Task to complete: Display each line of the rows below that contains the string "grain", copying every such line in full.

Provided information:
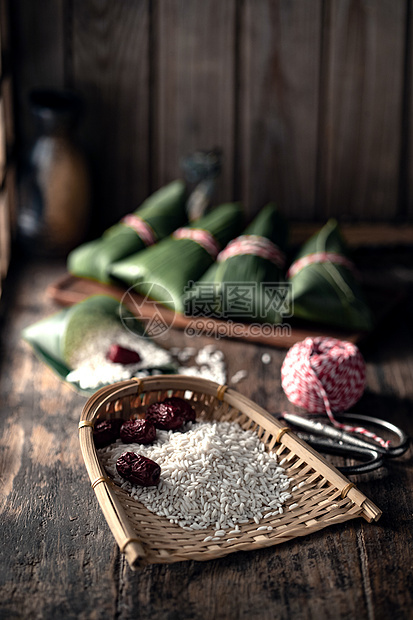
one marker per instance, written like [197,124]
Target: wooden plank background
[310,101]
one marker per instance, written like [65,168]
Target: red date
[138,431]
[138,469]
[183,406]
[165,417]
[106,432]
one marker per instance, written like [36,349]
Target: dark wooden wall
[309,99]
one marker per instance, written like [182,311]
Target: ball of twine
[324,375]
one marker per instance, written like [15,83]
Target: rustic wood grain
[111,69]
[361,105]
[38,47]
[59,558]
[279,74]
[194,91]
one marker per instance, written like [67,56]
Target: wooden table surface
[59,559]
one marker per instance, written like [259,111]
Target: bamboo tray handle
[114,514]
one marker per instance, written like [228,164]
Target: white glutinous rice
[210,364]
[213,474]
[92,369]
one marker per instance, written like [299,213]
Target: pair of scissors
[335,441]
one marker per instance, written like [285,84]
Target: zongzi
[246,281]
[156,218]
[163,272]
[78,342]
[324,283]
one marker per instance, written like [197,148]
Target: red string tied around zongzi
[324,375]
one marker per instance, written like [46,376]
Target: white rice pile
[214,474]
[209,363]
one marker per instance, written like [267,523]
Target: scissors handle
[371,458]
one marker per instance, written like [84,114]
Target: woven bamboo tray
[326,497]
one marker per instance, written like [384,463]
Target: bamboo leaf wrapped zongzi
[245,281]
[76,344]
[181,258]
[156,218]
[325,286]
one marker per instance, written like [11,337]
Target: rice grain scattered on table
[214,474]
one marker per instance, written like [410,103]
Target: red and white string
[323,375]
[203,237]
[141,227]
[255,245]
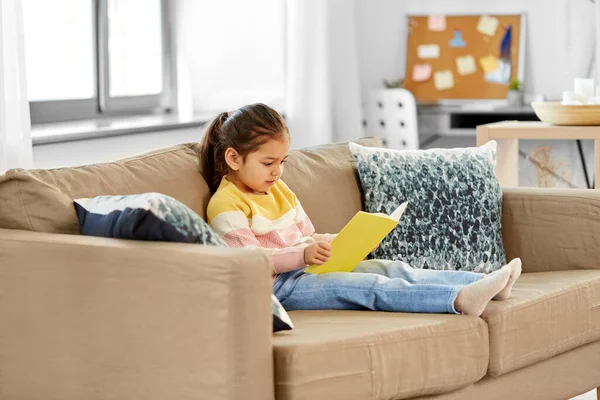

Solution for this task:
Target: rustic wood grain
Target: rice grain scattered on table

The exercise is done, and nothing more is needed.